[Data for this task]

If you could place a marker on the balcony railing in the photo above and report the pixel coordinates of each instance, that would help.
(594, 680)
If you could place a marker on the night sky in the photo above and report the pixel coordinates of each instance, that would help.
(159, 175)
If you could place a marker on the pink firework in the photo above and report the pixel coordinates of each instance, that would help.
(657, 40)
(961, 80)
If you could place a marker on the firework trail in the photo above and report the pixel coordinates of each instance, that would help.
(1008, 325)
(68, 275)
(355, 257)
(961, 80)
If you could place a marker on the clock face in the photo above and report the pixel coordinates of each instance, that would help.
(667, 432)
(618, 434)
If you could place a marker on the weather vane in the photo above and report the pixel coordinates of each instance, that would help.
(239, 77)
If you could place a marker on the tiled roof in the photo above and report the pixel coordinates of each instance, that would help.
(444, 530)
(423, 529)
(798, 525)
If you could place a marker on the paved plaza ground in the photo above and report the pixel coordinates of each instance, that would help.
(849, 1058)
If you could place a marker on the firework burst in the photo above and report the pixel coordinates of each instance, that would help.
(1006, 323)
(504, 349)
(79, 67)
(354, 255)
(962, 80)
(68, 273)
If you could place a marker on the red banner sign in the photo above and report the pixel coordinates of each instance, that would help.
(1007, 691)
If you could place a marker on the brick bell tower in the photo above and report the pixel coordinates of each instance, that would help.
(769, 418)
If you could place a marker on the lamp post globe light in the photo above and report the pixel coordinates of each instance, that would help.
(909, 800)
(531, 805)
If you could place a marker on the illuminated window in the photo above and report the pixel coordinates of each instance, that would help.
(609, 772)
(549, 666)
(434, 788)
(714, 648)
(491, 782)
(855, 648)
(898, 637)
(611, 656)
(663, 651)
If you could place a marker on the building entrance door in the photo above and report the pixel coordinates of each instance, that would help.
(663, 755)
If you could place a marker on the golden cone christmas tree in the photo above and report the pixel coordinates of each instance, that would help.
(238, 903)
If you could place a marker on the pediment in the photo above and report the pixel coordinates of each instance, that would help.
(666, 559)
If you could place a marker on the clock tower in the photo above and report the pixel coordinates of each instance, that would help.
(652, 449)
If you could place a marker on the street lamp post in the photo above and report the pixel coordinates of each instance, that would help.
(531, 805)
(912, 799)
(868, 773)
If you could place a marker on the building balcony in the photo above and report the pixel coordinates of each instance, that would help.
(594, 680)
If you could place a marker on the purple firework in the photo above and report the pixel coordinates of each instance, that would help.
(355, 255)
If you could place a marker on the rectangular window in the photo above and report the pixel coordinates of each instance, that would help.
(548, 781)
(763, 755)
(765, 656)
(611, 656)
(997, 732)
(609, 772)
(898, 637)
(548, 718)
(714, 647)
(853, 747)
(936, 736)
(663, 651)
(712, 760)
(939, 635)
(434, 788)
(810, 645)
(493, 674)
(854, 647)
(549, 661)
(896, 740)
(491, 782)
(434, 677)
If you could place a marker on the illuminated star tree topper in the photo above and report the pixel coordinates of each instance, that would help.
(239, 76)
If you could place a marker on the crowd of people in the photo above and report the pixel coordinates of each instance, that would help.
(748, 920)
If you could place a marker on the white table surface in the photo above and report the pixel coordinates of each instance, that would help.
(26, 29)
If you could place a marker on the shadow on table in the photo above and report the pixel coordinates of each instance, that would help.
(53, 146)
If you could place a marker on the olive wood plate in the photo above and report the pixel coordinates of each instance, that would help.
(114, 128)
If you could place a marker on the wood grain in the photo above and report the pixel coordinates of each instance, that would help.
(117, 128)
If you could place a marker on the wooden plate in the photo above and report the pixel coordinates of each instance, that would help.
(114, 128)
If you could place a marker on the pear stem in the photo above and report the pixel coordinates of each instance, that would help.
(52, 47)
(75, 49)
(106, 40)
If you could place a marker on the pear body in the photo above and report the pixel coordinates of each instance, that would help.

[/Data for this task]

Set down exactly what runs from the line containing "If you could place a marker on the street" through the last line above, both lines included.

• **Answer space**
If you could place a marker on the street lamp post in the photo above and report the pixel coordinates of each instance, that would help.
(531, 805)
(912, 799)
(868, 773)
If you could place a marker on the building balcony in the photo above and report the pixel coordinates of each instance, that would help.
(594, 680)
If you could place a marker on the purple firework in the photo above and report the pixel coordinates of each instance, that would help.
(355, 255)
If you could place a marker on the rectangular window in the photo above and report the pixel coordinates of each instance, that would help.
(548, 781)
(763, 755)
(765, 656)
(611, 656)
(997, 732)
(609, 772)
(898, 637)
(548, 718)
(714, 647)
(853, 747)
(936, 736)
(663, 651)
(712, 760)
(939, 635)
(434, 788)
(810, 645)
(493, 674)
(854, 647)
(549, 661)
(896, 740)
(491, 782)
(434, 677)
If you could place a marker on the illuminated star tree topper in the photo above and report the pixel coordinates of each instance, that would help.
(239, 76)
If you could place a marker on the crowd of people in the photo above and report the pixel coordinates of each instance, that would help.
(748, 920)
If you could place a marker on the white table surface in the photo above and report the pixel coordinates of each instance, that would help.
(26, 29)
If you could place a marker on the shadow on table in the photo above and report the pixel coordinates of each instance, that would help.
(53, 146)
If you could place a marker on the olive wood plate in the photo above and report the pixel coordinates of each instance, that would help.
(114, 128)
If you could place a marker on the wood grain in the photo above and report the pixel coordinates of each instance, that would help.
(117, 128)
If you could place a marker on the wooden plate in the photo above and report the pixel coordinates of each instance, that would help.
(114, 128)
If you could place a marker on the pear stem in the photo above and report the pixel coordinates of each instance, that would help.
(52, 47)
(75, 49)
(106, 40)
If you could place a marker on the pear body in the photo above and report the pixel coordinates of each instance, that would help.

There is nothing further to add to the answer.